:: ТЕКСТ ДЛЯ ЧТЕНИЯ ::
:::
Нургали Ораз, драматург: «Побег из аула. Побег в аул...»
Для нас аул всегда был основой – материальной, нравственной, духовной. В конечном счете, он был тем, что формировало менталитет казаха. Да, кочевой аул ушел в прошлое, но его аура, его постулаты живут и по сей день в глубине сердца казаха.
Сегодняшний аул вызывает противоречивые чувства. Молодежь из аула хочет перебраться в город. Оно и понятно: работы там нет, а город манит неясными перспективами. Но помыкавшись какое-то время и став как бы полугородскими,
бывшие жители аула хотят вернуться домой, они сыты городом по горло этой суетой, спешкой, неустроенностью. А вернувшись, обнаруживают, что за время их отсутствия аул не изменился. Зато изменились они, у них стали другими потребности, они теперь и к аульной жизни подходят с городскими мерками.
И снова смотрят с тоской в сторону города. В ауле жизнь ограничена околицей и кругом привычных лиц. А в городе – там много интересней. Кафе, ночные клубы, дискотеки, там ритм жизни совсем иной. Они уже забыли, как мыкались в городе без жилья, на съемных квартирах, перебиваясь случайными заработками, выполняя самую тяжелую работу. Кто-то на базаре торгует, кому-то повезло, он стал водите-
лем, хотя и за баранкой работа на износ.
А после изнурительного дня надо как-то восстанавливать свои силы, расслабляться. А как? Разве что за бутылкой, а мы знаем, к чему это ведет. Кто чуть умнее, старается часть заработанных денег отправить в аул. И все-таки, и все-таки... В глубине души каждый казах тоскует по неспешной, несуетной аульной жизни, по тишине и покою. Даже тот, кто бросил якорь в городе и прожил в нем годы и годы, со временем мечтает вернуться в аул. Все же там и воздух чище, и речь звучнее. В ауле живы традиции и ритуалы, которые соблюдались веками, которые и есть часть нашего менталитета.
А молодежь... для молодежи город всегда был и всегда будет притягателен. Такой вот получается замкнутый круг.
:::
:: ДАННЫЕ ::
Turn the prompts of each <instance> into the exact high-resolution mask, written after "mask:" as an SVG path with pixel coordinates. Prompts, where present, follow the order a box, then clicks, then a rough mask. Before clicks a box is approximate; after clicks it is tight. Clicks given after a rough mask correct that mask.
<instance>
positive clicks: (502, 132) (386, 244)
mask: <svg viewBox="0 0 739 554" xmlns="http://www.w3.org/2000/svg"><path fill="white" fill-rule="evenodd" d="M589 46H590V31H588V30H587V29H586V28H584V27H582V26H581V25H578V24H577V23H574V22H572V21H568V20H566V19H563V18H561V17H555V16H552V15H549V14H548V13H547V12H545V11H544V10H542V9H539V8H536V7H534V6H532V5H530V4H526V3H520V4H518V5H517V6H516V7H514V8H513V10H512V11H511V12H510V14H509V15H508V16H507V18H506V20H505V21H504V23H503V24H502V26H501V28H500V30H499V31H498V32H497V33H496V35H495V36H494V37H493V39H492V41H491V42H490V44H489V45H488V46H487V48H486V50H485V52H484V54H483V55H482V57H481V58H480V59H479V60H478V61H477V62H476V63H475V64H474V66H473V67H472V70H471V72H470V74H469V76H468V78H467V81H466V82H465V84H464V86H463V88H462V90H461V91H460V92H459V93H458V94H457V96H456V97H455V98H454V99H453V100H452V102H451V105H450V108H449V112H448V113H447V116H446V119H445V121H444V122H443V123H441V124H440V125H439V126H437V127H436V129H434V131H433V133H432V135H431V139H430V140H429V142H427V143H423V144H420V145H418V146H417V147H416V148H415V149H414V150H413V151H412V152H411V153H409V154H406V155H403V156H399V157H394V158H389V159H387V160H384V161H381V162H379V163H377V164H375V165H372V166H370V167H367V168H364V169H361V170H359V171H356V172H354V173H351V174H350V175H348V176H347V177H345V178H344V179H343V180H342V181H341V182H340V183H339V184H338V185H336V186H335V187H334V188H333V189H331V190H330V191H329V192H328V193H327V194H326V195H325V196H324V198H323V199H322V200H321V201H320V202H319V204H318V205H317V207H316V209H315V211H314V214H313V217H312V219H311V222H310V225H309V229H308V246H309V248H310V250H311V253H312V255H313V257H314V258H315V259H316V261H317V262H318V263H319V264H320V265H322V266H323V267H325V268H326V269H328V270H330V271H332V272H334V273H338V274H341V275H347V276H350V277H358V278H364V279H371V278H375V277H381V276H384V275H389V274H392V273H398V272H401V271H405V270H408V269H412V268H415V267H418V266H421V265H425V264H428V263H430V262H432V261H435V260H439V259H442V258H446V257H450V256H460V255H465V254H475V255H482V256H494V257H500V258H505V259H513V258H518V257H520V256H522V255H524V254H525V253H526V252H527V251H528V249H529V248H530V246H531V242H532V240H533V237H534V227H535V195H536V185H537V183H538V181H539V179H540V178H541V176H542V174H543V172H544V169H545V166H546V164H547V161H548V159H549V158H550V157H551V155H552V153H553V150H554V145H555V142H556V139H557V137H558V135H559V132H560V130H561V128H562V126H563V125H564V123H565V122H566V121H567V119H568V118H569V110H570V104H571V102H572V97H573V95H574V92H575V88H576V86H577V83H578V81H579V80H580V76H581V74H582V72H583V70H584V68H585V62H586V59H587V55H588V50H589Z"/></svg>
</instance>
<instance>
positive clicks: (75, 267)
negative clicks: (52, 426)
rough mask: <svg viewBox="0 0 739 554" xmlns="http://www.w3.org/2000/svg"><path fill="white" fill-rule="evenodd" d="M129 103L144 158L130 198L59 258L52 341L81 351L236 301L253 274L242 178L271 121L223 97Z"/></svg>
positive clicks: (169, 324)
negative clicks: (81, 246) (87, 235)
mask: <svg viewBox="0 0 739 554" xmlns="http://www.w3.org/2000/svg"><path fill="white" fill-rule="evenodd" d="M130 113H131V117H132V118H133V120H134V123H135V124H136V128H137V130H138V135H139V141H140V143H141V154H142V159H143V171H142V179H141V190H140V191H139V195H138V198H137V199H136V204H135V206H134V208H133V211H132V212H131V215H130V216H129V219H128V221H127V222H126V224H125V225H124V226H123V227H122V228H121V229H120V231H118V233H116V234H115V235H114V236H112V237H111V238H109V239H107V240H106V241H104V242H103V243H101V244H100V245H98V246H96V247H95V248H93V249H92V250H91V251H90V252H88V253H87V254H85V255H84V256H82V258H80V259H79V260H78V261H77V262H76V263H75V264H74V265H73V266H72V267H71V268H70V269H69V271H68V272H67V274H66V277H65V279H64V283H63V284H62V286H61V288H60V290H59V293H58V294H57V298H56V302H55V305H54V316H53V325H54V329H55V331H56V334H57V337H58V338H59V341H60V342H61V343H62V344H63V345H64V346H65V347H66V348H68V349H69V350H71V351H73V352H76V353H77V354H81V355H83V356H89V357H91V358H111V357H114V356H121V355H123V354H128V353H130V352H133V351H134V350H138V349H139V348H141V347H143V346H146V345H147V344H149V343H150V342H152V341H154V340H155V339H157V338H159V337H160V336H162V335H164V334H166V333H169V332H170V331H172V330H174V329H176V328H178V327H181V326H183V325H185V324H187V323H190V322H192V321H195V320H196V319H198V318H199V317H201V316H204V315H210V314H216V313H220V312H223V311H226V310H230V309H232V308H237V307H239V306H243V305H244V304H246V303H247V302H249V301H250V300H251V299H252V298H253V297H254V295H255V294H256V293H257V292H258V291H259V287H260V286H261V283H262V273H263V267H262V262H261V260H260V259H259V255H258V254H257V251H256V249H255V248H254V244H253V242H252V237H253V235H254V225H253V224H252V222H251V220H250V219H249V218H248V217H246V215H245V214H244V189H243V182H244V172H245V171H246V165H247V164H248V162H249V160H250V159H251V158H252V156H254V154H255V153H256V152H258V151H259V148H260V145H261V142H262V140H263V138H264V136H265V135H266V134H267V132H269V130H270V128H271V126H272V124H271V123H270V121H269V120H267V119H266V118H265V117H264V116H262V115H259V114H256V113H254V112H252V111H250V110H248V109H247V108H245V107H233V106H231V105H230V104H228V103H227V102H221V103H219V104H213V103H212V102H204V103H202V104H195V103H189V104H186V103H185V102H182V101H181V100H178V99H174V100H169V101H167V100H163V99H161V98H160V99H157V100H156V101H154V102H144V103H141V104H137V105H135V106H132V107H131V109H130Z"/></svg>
:::
:: ЧТО НУЖНО СДЕЛАТЬ ::
1. Определите, соответствуют ли тексту об ауле утверждения (а), (б) и (в). (а) Молодежь из аула стремится перебраться в город. (б) Вернувшись домой, бывшие жители аула видят, что аул сильно изменился. (в) Даже тот, кто много лет прожил в городе, со временем мечтает вернуться в аул. На каждое утверждение ответьте «да» или «нет» и приведите точную цитату из текста, на которой основан ответ.
2. Какие городские развлечения названы в тексте об ауле?
3. Выведите без изменений фрагмент текста об ауле, который открывается словами «Для нас аул» и завершается словами «с городскими мерками.».

:: ОТВЕТЫ ПО НОМЕРАМ ::
1.
(а) Да: «Молодежь из аула хочет перебраться в город».
(б) Нет: «обнаруживают, что за время их отсутствия аул не изменился».
(в) Да: «Даже тот, кто бросил якорь в городе и прожил в нем годы и годы, со временем мечтает вернуться в аул».

2. Кафе, ночные клубы и дискотеки.

3.
Для нас аул всегда был основой – материальной, нравственной, духовной. В конечном счете, он был тем, что формировало менталитет казаха. Да, кочевой аул ушел в прошлое, но его аура, его постулаты живут и по сей день в глубине сердца казаха.
Сегодняшний аул вызывает противоречивые чувства. Молодежь из аула хочет перебраться в город. Оно и понятно: работы там нет, а город манит неясными перспективами. Но помыкавшись какое-то время и став как бы полугородскими,
бывшие жители аула хотят вернуться домой, они сыты городом по горло этой суетой, спешкой, неустроенностью. А вернувшись, обнаруживают, что за время их отсутствия аул не изменился. Зато изменились они, у них стали другими потребности, они теперь и к аульной жизни подходят с городскими мерками.